**Tasks to carry out**
1) Summarize the passage on Greek-letter names and typesetting in two sentences.
2) Format the part of the rows that opens with the line containing "of the weathered" and closes with the line containing "x=72, y=247" as a Markdown table with the columns Nr and Line. Leave out any blank lines.

====== Selected passage ======

Hmm. If a name is constructed using Delta and epsilon from the greek letter palette (so as to get it nicely typeset as input, say) then the underlying construct is `Δε` as a name.

Under "standard" typesetting level the function call `Δε`(T, z) gets its output displayed as an infix call. But under "extended" typesetting that does not happen. The same goes for, say, `&g;&h;`(T, z) even though those are not known entities, I think.

Under either typesetting level the function call `Δ`(T, z) is displayed as an infix call, I believe.

I've submitted all this as an SCR.

If one enters the name using the greek letter palette, in 2D Math input mode, then right-click context menu action can convert to an Atomic Identifier, which I believe becomes `#mi("Δε")` and function calls with that name do not display as infix calls. So that may be another way to do it.

@JAnd I suspect that both of those things are possible.  I don't have the time to try it right away (and someone else might accomplish it in the meantime).

====== Dataset extract ======

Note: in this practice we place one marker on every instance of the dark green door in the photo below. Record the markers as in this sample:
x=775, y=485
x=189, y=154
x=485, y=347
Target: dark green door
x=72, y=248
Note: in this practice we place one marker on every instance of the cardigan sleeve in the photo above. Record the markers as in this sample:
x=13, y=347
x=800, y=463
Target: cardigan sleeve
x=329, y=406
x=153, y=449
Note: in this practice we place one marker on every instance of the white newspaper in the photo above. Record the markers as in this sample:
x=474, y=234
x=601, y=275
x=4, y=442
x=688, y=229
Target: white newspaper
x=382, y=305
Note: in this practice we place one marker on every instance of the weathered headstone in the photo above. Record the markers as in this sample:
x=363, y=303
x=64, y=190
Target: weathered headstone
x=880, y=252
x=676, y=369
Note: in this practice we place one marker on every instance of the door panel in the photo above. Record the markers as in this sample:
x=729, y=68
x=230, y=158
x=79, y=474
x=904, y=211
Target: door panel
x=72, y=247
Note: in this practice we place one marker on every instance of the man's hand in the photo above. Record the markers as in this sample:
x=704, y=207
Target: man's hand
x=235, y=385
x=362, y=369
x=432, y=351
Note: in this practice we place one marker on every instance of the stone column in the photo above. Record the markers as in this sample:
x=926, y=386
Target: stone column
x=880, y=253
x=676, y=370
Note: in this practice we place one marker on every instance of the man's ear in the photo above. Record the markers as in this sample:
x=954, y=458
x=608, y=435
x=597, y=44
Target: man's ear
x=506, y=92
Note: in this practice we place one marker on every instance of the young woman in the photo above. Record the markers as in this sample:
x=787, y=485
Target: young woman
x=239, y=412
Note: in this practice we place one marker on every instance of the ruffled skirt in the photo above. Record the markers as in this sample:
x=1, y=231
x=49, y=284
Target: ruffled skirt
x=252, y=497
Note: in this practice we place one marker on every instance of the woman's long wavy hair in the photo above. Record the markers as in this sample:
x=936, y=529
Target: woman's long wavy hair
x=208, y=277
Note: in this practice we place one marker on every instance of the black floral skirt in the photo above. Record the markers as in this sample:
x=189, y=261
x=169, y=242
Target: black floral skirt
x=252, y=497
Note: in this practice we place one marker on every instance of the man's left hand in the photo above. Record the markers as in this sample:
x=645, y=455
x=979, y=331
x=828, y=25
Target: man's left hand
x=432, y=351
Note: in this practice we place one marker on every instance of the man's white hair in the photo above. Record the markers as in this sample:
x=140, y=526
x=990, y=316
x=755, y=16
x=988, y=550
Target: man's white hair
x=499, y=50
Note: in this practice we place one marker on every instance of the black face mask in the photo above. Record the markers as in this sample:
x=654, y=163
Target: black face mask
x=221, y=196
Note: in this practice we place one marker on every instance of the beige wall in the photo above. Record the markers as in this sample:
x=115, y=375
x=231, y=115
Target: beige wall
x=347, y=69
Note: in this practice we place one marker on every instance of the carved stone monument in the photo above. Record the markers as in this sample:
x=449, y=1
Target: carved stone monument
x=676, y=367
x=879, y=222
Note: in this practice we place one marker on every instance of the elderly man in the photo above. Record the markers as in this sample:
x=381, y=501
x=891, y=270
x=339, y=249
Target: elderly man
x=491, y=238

======

**Solved tasks**
1) Under standard typesetting, a call to the name `Δε` built from the Greek letter palette displays as an infix call, but under extended typesetting it does not, while a call to `Δ` is believed to display as infix under either level. The writer has submitted this as an SCR and suggests converting the name to an Atomic Identifier through the right-click context menu in 2D Math input mode, since calls with that name then do not display as infix calls.

2)
| Nr | Line |
|---|---|
| 1 | Note: in this practice we place one marker on every instance of the weathered headstone in the photo above. Record the markers as in this sample: |
| 2 | x=363, y=303 |
| 3 | x=64, y=190 |
| 4 | Target: weathered headstone |
| 5 | x=880, y=252 |
| 6 | x=676, y=369 |
| 7 | Note: in this practice we place one marker on every instance of the door panel in the photo above. Record the markers as in this sample: |
| 8 | x=729, y=68 |
| 9 | x=230, y=158 |
| 10 | x=79, y=474 |
| 11 | x=904, y=211 |
| 12 | Target: door panel |
| 13 | x=72, y=247 |